*作業の指示*:
以下のリストの行をすべて、一字一句変えずにそのまま返す。ただし、画像は答えに含めない。
══════
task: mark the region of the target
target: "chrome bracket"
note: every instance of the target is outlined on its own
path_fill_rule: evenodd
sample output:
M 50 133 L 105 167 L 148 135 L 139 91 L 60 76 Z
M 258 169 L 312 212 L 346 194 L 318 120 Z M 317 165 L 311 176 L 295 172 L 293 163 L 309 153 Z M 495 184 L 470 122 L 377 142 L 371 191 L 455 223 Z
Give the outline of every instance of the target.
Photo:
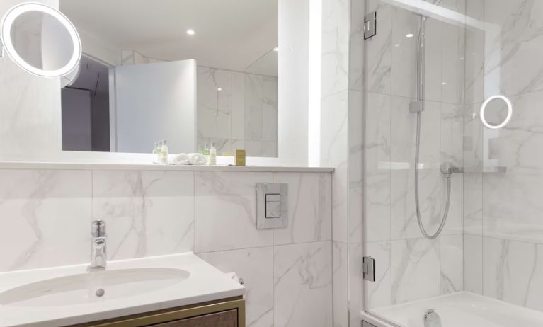
M 375 36 L 377 28 L 377 13 L 372 11 L 364 16 L 364 40 Z
M 362 261 L 364 280 L 368 282 L 375 281 L 375 259 L 370 257 L 364 257 Z
M 416 101 L 412 101 L 409 103 L 409 113 L 422 113 L 424 111 L 423 101 L 421 100 L 417 100 Z

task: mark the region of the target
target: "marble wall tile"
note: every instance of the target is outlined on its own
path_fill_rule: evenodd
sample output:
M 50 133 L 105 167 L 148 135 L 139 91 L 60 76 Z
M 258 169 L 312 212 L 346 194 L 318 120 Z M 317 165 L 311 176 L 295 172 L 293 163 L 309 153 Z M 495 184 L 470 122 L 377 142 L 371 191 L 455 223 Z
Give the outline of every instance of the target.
══════
*出力全文*:
task: mark the region of the target
target: "chrome bracket"
note: every instance of the target is outlined on its own
path_fill_rule: evenodd
sample output:
M 50 133 L 105 167 L 148 135 L 139 91 L 60 76 Z
M 258 169 L 312 212 L 346 194 L 318 120 Z M 317 165 L 311 176 L 295 172 L 293 163 L 309 153 Z M 495 184 L 470 122 L 377 142 L 371 191 L 455 223 Z
Give the outline of every instance of the target.
Photo:
M 375 36 L 377 28 L 377 13 L 372 11 L 364 16 L 364 40 Z
M 362 261 L 364 280 L 368 282 L 375 281 L 375 259 L 370 257 L 364 257 Z
M 416 101 L 412 101 L 409 103 L 409 113 L 422 113 L 424 111 L 423 101 L 421 100 L 417 100 Z

task: mark the region of the target
target: "marble wall tile"
note: every instance of the target is outlined on its own
path_fill_rule: evenodd
sample output:
M 50 133 L 105 167 L 148 135 L 139 91 L 60 76 Z
M 258 169 L 312 212 L 346 194 L 318 120 Z M 317 165 L 311 176 L 295 172 L 293 163 L 309 153 Z M 495 184 L 470 122 L 377 142 L 371 191 L 455 223 Z
Give the outline of every instance of the target.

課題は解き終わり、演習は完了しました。